(Items listed in a dataset)
━━━━━━

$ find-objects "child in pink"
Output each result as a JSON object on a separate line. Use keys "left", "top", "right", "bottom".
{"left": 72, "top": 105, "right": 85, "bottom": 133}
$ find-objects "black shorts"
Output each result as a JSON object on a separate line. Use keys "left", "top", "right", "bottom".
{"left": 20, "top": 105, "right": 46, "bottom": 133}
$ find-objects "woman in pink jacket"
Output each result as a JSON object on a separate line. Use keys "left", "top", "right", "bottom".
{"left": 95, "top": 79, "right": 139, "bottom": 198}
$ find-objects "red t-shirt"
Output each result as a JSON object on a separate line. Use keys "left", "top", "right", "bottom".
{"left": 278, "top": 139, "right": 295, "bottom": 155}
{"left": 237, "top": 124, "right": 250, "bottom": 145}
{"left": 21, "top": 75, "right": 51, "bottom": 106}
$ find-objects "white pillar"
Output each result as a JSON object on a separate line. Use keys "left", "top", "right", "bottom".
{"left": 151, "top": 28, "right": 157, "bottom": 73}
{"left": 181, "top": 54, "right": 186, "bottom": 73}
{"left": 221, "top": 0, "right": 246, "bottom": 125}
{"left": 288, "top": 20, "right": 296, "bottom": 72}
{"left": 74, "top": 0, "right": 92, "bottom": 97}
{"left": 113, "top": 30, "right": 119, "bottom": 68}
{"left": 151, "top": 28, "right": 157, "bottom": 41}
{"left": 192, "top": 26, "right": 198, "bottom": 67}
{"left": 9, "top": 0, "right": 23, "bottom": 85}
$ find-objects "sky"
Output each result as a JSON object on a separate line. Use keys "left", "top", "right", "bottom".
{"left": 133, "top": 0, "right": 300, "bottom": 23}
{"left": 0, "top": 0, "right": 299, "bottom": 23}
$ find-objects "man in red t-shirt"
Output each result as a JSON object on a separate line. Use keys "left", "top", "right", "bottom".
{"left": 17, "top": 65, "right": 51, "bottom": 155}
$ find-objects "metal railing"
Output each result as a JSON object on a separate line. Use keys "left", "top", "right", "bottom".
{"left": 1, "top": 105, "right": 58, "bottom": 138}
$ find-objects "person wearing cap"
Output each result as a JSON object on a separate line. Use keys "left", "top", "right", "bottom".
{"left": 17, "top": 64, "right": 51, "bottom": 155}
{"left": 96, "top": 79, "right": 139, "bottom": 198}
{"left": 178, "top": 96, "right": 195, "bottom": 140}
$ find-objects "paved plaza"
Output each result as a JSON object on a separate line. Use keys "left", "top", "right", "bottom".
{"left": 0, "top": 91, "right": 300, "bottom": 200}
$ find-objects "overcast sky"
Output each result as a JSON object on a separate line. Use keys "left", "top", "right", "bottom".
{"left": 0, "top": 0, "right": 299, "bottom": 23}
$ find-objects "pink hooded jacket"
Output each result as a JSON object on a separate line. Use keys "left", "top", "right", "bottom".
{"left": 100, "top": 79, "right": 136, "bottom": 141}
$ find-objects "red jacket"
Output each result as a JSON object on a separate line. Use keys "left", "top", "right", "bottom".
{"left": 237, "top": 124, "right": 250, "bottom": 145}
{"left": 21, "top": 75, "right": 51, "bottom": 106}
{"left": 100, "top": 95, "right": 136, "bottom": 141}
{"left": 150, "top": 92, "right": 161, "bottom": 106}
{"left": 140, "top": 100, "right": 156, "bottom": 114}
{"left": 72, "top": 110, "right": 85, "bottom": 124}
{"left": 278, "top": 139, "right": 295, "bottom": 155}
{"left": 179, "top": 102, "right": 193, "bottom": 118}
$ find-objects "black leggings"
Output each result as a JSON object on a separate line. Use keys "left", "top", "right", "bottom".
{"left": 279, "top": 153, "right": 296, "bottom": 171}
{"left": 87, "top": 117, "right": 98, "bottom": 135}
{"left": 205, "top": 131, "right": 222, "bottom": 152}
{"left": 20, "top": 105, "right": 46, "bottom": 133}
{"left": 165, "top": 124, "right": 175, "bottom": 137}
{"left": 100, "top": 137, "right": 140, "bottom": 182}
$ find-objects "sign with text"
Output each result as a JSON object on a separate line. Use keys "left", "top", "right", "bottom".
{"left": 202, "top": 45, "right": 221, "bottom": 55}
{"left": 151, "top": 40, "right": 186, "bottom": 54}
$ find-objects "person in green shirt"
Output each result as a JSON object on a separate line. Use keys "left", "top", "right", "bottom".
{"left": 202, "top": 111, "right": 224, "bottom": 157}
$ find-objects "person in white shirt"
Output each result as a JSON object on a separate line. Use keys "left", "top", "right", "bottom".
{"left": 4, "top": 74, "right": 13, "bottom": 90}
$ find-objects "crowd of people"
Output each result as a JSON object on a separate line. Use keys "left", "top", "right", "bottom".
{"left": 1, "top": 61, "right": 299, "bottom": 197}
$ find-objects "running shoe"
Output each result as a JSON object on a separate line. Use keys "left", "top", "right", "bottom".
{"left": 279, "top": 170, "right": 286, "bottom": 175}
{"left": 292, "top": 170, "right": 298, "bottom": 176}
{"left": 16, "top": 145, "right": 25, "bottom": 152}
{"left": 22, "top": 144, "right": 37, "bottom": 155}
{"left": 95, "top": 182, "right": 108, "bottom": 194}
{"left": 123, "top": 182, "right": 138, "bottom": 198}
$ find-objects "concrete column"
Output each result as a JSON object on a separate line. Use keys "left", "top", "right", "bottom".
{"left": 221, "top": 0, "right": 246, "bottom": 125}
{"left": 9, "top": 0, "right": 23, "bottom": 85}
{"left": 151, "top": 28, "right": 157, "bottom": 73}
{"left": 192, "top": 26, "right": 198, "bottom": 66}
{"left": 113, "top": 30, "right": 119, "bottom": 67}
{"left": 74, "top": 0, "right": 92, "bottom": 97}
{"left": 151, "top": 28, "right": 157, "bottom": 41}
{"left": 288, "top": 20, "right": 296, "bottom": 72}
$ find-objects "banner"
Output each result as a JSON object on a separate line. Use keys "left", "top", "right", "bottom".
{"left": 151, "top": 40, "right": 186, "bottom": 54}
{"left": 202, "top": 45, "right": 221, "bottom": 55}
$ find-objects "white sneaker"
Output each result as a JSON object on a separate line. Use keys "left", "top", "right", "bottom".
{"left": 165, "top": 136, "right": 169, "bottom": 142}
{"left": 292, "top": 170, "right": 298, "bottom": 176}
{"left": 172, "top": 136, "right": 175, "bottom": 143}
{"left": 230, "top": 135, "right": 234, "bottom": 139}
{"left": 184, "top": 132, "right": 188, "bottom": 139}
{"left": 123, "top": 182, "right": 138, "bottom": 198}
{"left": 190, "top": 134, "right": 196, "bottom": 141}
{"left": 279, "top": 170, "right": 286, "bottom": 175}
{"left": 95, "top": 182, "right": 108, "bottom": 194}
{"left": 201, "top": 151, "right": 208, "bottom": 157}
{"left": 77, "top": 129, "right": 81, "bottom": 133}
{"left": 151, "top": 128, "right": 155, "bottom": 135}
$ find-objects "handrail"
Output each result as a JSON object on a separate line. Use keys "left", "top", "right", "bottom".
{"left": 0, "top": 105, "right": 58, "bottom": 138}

━━━━━━

◆ **Task to carry out**
Return the records exactly, every line included.

◆ **Result**
$ find-objects "child in pink"
Output each result as a JSON object on a separate line. Use keys "left", "top", "right", "bottom".
{"left": 72, "top": 105, "right": 85, "bottom": 133}
$ find-objects "black shorts"
Output each result as a JSON object on a separate line. Use keys "left", "top", "right", "bottom".
{"left": 20, "top": 105, "right": 46, "bottom": 133}
$ find-objects "woman in pink jacket"
Output each result as a JSON object on a separate line. Use keys "left", "top", "right", "bottom".
{"left": 95, "top": 79, "right": 139, "bottom": 198}
$ find-objects "red t-shirt"
Output each result as a JSON object on a separate line. Use keys "left", "top", "right", "bottom".
{"left": 278, "top": 139, "right": 295, "bottom": 155}
{"left": 237, "top": 124, "right": 250, "bottom": 145}
{"left": 21, "top": 75, "right": 51, "bottom": 106}
$ find-objects "white pillar"
Output each result as a JSON object on a separate line. Use keys "left", "top", "right", "bottom".
{"left": 151, "top": 28, "right": 157, "bottom": 73}
{"left": 181, "top": 54, "right": 186, "bottom": 73}
{"left": 221, "top": 0, "right": 246, "bottom": 125}
{"left": 288, "top": 20, "right": 296, "bottom": 72}
{"left": 74, "top": 0, "right": 92, "bottom": 97}
{"left": 113, "top": 30, "right": 119, "bottom": 68}
{"left": 151, "top": 28, "right": 157, "bottom": 41}
{"left": 192, "top": 26, "right": 198, "bottom": 67}
{"left": 9, "top": 0, "right": 23, "bottom": 85}
$ find-objects "sky"
Output each result as a JSON object on a separate line. Use keys "left", "top", "right", "bottom".
{"left": 133, "top": 0, "right": 300, "bottom": 23}
{"left": 0, "top": 0, "right": 299, "bottom": 23}
$ find-objects "man in red t-shirt"
Output each result as a JSON object on a separate line. Use keys "left", "top", "right", "bottom".
{"left": 17, "top": 65, "right": 51, "bottom": 155}
$ find-objects "metal railing"
Output each result as a JSON object on a separate line. Use keys "left", "top", "right", "bottom".
{"left": 1, "top": 105, "right": 58, "bottom": 138}
$ find-objects "person wearing cap"
Output each result as a JSON object on a separate line. Use keys "left", "top", "right", "bottom".
{"left": 17, "top": 64, "right": 51, "bottom": 155}
{"left": 96, "top": 79, "right": 139, "bottom": 198}
{"left": 178, "top": 96, "right": 195, "bottom": 140}
$ find-objects "paved plaza"
Output each result as a JSON object on a separate line. Use keys "left", "top", "right", "bottom".
{"left": 0, "top": 91, "right": 300, "bottom": 200}
$ find-objects "overcast sky"
Output each result as a JSON object on a separate line. Use keys "left", "top", "right", "bottom".
{"left": 0, "top": 0, "right": 299, "bottom": 23}
$ find-objects "pink hooded jacket"
Output each result as a JSON object on a separate line. Use keys "left", "top", "right", "bottom".
{"left": 100, "top": 79, "right": 136, "bottom": 141}
$ find-objects "red jacket"
Output each result as a JSON object on a separate line. Use keys "left", "top", "right", "bottom".
{"left": 237, "top": 124, "right": 250, "bottom": 145}
{"left": 21, "top": 75, "right": 51, "bottom": 106}
{"left": 100, "top": 95, "right": 136, "bottom": 141}
{"left": 150, "top": 92, "right": 161, "bottom": 106}
{"left": 140, "top": 100, "right": 156, "bottom": 114}
{"left": 72, "top": 110, "right": 85, "bottom": 124}
{"left": 278, "top": 139, "right": 295, "bottom": 155}
{"left": 179, "top": 102, "right": 193, "bottom": 118}
$ find-objects "black leggings"
Output each result as a JSON object on a separate line. Use keys "left", "top", "right", "bottom".
{"left": 279, "top": 153, "right": 296, "bottom": 171}
{"left": 87, "top": 117, "right": 98, "bottom": 135}
{"left": 205, "top": 131, "right": 222, "bottom": 152}
{"left": 20, "top": 105, "right": 46, "bottom": 133}
{"left": 165, "top": 124, "right": 175, "bottom": 137}
{"left": 100, "top": 137, "right": 140, "bottom": 182}
$ find-objects "sign with text"
Output each result as a JSON object on a separate line. Use keys "left", "top", "right", "bottom".
{"left": 202, "top": 45, "right": 221, "bottom": 55}
{"left": 151, "top": 40, "right": 186, "bottom": 54}
$ find-objects "person in green shirt"
Output each result as a JSON object on a separate line. Use keys "left", "top", "right", "bottom".
{"left": 202, "top": 111, "right": 224, "bottom": 157}
$ find-objects "person in white shirt"
Output each result as a JSON object on a separate line. Use keys "left", "top", "right", "bottom".
{"left": 4, "top": 74, "right": 13, "bottom": 90}
$ find-objects "crowd of people"
Output each result as a JSON object on a separate line. Use keys "left", "top", "right", "bottom".
{"left": 1, "top": 61, "right": 299, "bottom": 197}
$ find-objects "running shoe"
Output each result as a JSON object on a separate line. Use keys "left", "top", "right", "bottom".
{"left": 279, "top": 170, "right": 286, "bottom": 175}
{"left": 292, "top": 170, "right": 298, "bottom": 176}
{"left": 16, "top": 145, "right": 25, "bottom": 152}
{"left": 22, "top": 144, "right": 37, "bottom": 155}
{"left": 95, "top": 182, "right": 108, "bottom": 194}
{"left": 123, "top": 182, "right": 138, "bottom": 198}
$ find-objects "concrete column"
Output each result as a JSON object on a separate line. Use keys "left", "top", "right", "bottom".
{"left": 221, "top": 0, "right": 246, "bottom": 125}
{"left": 9, "top": 0, "right": 23, "bottom": 85}
{"left": 151, "top": 28, "right": 157, "bottom": 73}
{"left": 192, "top": 26, "right": 198, "bottom": 66}
{"left": 113, "top": 30, "right": 119, "bottom": 67}
{"left": 74, "top": 0, "right": 92, "bottom": 97}
{"left": 151, "top": 28, "right": 157, "bottom": 41}
{"left": 288, "top": 20, "right": 296, "bottom": 72}
$ find-objects "banner"
Output each result as a JSON object on a separate line. Use keys "left", "top", "right", "bottom".
{"left": 151, "top": 40, "right": 186, "bottom": 54}
{"left": 202, "top": 45, "right": 221, "bottom": 55}
$ find-objects "white sneaker"
Output each result as a JSON object on a separate line. Use keys "left", "top", "right", "bottom".
{"left": 165, "top": 136, "right": 169, "bottom": 142}
{"left": 292, "top": 170, "right": 298, "bottom": 176}
{"left": 172, "top": 136, "right": 175, "bottom": 143}
{"left": 230, "top": 135, "right": 234, "bottom": 139}
{"left": 184, "top": 132, "right": 188, "bottom": 139}
{"left": 123, "top": 182, "right": 138, "bottom": 198}
{"left": 190, "top": 134, "right": 196, "bottom": 141}
{"left": 279, "top": 170, "right": 286, "bottom": 175}
{"left": 95, "top": 182, "right": 108, "bottom": 194}
{"left": 201, "top": 151, "right": 208, "bottom": 157}
{"left": 77, "top": 129, "right": 81, "bottom": 133}
{"left": 151, "top": 128, "right": 155, "bottom": 135}
$ find-objects "handrail"
Output each result as a JSON object on a separate line. Use keys "left", "top", "right", "bottom".
{"left": 0, "top": 105, "right": 58, "bottom": 138}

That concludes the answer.